- [TEXTE SOURCE]
============================================================

Transparence : Comme nous l’indiquions en préambule, le H300 neuf et le H300 rodé procurent des résultats sonores radicalement différents. Il faut bien avouer que le sérieux rodage effectué par Accentuel, l’importateur français de la marque, a littéralement transfiguré la restitution de l’électronique norvégienne. Et notamment en termes de transparence et de neutralité tonale. Le Hegel est un maillon neutre et d’une finesse d’analyse distinguée que la puissance dont est capable de fournir l’appareil ne déstabilise pas. L’écoute reste cohérente en toutes circonstances.

Rapport qualité/prix : Les spécifications techniques sont éloquentes avec beaucoup de puissance disponible, un nombre d’entrées répondant aux besoins réels du mélomane et surtout un DAC intégré de série et doté de cinq entrées dont une USB 24/96. Dans ce créneau de prix autour de 4 500 euros, le H300 caracole dans le peloton de tête des amplificateurs intégrés qui proposent non seulement des performances mesurables de haut de gamme mais également et surtout une musicalité évidente.

============================================================

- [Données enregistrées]
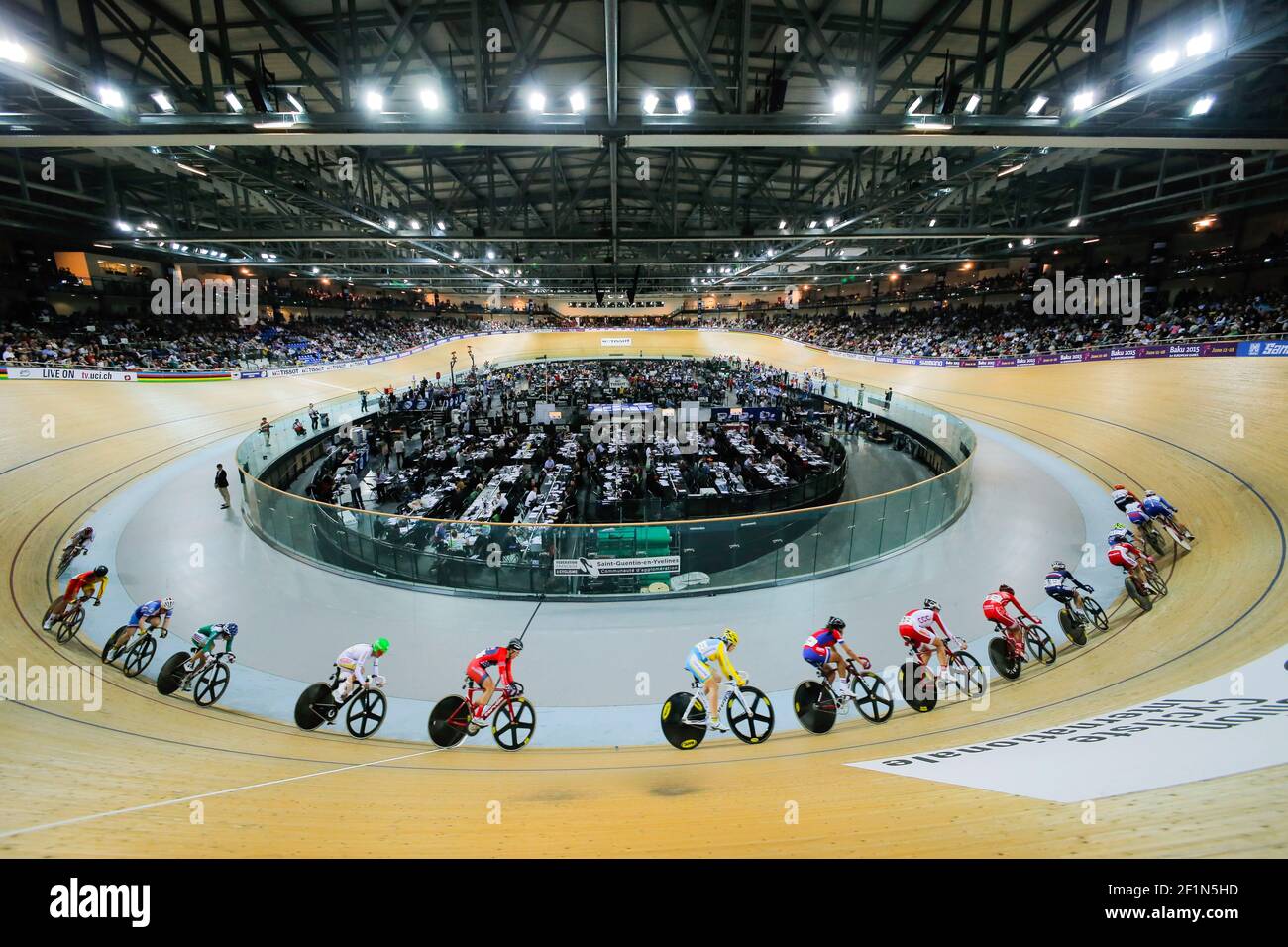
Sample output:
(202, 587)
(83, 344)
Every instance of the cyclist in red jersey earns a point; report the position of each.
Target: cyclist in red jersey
(477, 671)
(995, 609)
(84, 586)
(1126, 556)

============================================================

- [SÉRIE D'EXERCICES]
1. Selon le texte sur l'amplificateur Hegel H300, qui a effectué le rodage de l'appareil ?
2. Renvoyez à l'identique toutes les lignes de la liste des données enregistrées, en omettant les images.

- [CORRIGÉS DÉTAILLÉS]
1. Accentuel, l'importateur français de la marque.

2.
Sample output:
(202, 587)
(83, 344)
Every instance of the cyclist in red jersey earns a point; report the position of each.
Target: cyclist in red jersey
(477, 671)
(995, 609)
(84, 586)
(1126, 556)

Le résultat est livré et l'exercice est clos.